(Exercise data)
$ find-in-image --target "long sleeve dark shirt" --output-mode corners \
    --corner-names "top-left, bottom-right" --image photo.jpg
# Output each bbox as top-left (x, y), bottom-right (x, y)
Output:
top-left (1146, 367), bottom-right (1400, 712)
(End Exercise data)
- _Task details_
Each of the records should be retyped exactly.

- _The completed task_
$ find-in-image --target "long sleeve dark shirt" --output-mode corners \
    --corner-names "top-left, bottom-right" --image photo.jpg
# Output each bbox as top-left (x, y), bottom-right (x, y)
Output:
top-left (1146, 367), bottom-right (1400, 712)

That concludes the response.